日本のサブカルチャーと西部劇の不思議な関係 後編 ~オタクは銃を捨てた~
・前回までのふりかえり
①西部劇は1920年代頃からハリウッドで一貫して人気で、特に1950年代は西部劇の黄金時代と言われていたが、1970年代初頭に急速に人気が低下した。
②昔の漫画家は映画をよく見ていたので、特に藤子・F・不二雄レベルの大御所で西部劇好きが多かった。1960年代に「マカロニ・ウエスタン」というイタリア製西部劇のブームがあり、それを好むクリエイターも多い。
・西部劇ゲームが売れない日本
アメリカ本国で西部劇の人気が無くなって以降も、日本では何故か「西部劇」や「西部劇風」の作品が大好きでした。しかし、2000年代中盤にワイルドアームズシリーズが終了。トライガン・マキシマムが完結して、そうした日本人の謎の西部劇人気がついに終わりを迎えたようでした。
それを象徴するのが「レッド・デッド・リデンプション」シリーズという西部劇ゲームです。これはグランド・セフト・オートシリーズでおなじみのロックスター・ゲームス製の大作アクションアドベンチャーです。売上は2010年発売の1が2400万本・2018年発売の2が6700万本です(比較対象としてワイルドアームズ3は27万本)。藤田直哉『ゲームが教える世界の論点』(p145-157 集英社新書 2023年)によるとストーリーも素晴らしいゲームだそうです。
++++++
課題 1
抜粋によると、2018年発売の「レッド・デッド・リデンプション」2の売上は何本か。
抜粋とリストは互いに関係がない。

記録データ
++++++
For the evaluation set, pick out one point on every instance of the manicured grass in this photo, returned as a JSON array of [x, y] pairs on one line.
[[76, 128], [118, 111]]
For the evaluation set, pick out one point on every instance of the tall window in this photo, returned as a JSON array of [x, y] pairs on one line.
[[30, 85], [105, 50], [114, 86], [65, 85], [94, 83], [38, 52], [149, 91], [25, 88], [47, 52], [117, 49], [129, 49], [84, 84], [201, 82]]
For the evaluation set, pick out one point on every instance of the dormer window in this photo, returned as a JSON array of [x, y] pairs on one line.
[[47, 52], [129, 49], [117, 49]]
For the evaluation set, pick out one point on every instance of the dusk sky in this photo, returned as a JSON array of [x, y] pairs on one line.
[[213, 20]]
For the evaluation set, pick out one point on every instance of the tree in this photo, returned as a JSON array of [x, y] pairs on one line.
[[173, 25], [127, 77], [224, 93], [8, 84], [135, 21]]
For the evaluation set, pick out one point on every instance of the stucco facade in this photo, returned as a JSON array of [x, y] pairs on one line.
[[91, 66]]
++++++
課題 2
リストの「of the tree」を含む行から始まり、リストの最後の行で終わる範囲を、依頼文も含めてもう一度書いてください。その際、回答中の座標の数値はすべて2.25倍に拡大し、整数に四捨五入する（0.5は切り上げ）。

最終回答 1
6700万本。

最終回答 2
For the evaluation set, pick out one point on every instance of the tree in this photo, returned as a JSON array of [x, y] pairs on one line.
[[389, 56], [286, 173], [504, 209], [18, 189], [304, 47]]
For the evaluation set, pick out one point on every instance of the stucco facade in this photo, returned as a JSON array of [x, y] pairs on one line.
[[205, 149]]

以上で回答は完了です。